SOURCE PASSAGE =
+ + + + + + +
538 Nuclear Translocation of FGFR1 and FGF2 in Pancreatic Stellate Cells Is Necessary for Pancreatic Cancer Cell Invasion

Abstract

Background: It is now appreciated that, in pancreatic cancer, transformed cells interact with stromal cells, extracellular matrix proteins, and neighboring normal epithelial cells to exploit feedback mechanisms and facilitate tumour progression. Studies have shown that overexpression of FGF2 in pancreatic cancer correlates with poor patient survival and nuclear FGF2 has been observed in pancreatic cancer patient tissue but not in normal patient samples (Yamanka et al 1993). A number of mechanisms have been proposed for the nuclear accumulation of FGFR1 and its ligand; however, the role of intracrine FGF2 signalling in tumour invasion remains poorly understood. We investigated whether nuclear translocation of FGFR1 with FGF2 plays a role in pancreatc stellate cell (PSC) behaviour. Design: FGF2 and FGFR1 RNAi, together with an FGFR inhibitor (PD173074) were used on pancreatic cancer cell lines PSCs and in organotypic cultures to assess their effect on cell behaviour and to assess the effects of blocking FGF signalling on cancer cell behaviour and invasion. Nuclear FGFR1 and FGF2 expression were also studied in vivo. Results: FGF2 and FGFR1 localised to the nucleus in stromal fibroblasts at the invasive front of human pancreatic cancer tissue. In vitro, FGFR1 and FGF2 co-localised to the nucleus in PSCs but not in cancer or normal ductal epithelial cell lines. PSCs but not cancer cells secrete both HMW and LMW FGF2 isoforms. Abolishing nuclear FGFR1 and FGF2 in PSCs using either RNAi or FGFR inhibitor resulted in a significant reduction in cell proliferation which correlated with a G1 cell-cycle block and reduction in the G1 cyclin, cyclin D1. In an organotypic model, nuclear FGFR1 and FGF2 were significantly greater in PSCs invading into the matrix. When treated with FGFR inhibitor, PSCs were unable to invade into the extra-cellular matrix and FGFR1 and FGF2 remained cytoplasmic. Effective blockade of nuclear FGFR1 signalling in PSCs abolished cancer cell invasion. Conclusion: These studies show for the first time that nuclear FGFR1 and FGF2 plays a role in driving pancreatic stellate cell proliferation. Preventing nuclear FGF/FGFR mediated proliferation in PSCs leads to disruption of the tumour microenvironment, thus preventing pancreatic cancer cell invasion.
+ + + + + + +
RECORDED INFORMATION =
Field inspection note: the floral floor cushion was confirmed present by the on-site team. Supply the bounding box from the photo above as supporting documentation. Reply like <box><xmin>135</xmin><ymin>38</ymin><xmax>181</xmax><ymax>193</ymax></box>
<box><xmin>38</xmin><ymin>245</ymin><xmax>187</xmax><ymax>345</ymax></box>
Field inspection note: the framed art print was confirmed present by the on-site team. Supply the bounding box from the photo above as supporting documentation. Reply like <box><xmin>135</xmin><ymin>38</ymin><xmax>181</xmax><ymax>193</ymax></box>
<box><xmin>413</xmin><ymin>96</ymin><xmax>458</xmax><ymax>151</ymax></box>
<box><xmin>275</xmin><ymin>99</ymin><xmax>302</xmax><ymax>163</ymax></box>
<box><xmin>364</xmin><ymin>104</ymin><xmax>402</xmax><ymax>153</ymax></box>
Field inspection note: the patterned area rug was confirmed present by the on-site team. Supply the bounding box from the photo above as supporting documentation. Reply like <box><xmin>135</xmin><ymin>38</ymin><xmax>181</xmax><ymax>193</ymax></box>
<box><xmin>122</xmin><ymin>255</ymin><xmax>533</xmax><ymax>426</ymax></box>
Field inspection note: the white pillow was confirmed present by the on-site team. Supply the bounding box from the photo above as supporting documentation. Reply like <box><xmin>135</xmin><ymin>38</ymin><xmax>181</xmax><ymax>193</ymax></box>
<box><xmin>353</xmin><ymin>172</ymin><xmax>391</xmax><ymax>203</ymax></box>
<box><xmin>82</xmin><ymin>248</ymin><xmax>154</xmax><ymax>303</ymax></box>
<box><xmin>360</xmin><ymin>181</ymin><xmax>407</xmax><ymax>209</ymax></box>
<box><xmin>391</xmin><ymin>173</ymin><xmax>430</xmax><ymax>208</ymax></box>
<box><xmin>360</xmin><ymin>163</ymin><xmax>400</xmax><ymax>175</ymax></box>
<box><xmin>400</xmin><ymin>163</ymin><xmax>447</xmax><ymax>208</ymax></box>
+ + + + + + +
Please list, in order, the labels ending in a colon that divide the paragraph of the pancreatic cancer abstract into parts.

Background, Design, Results, Conclusion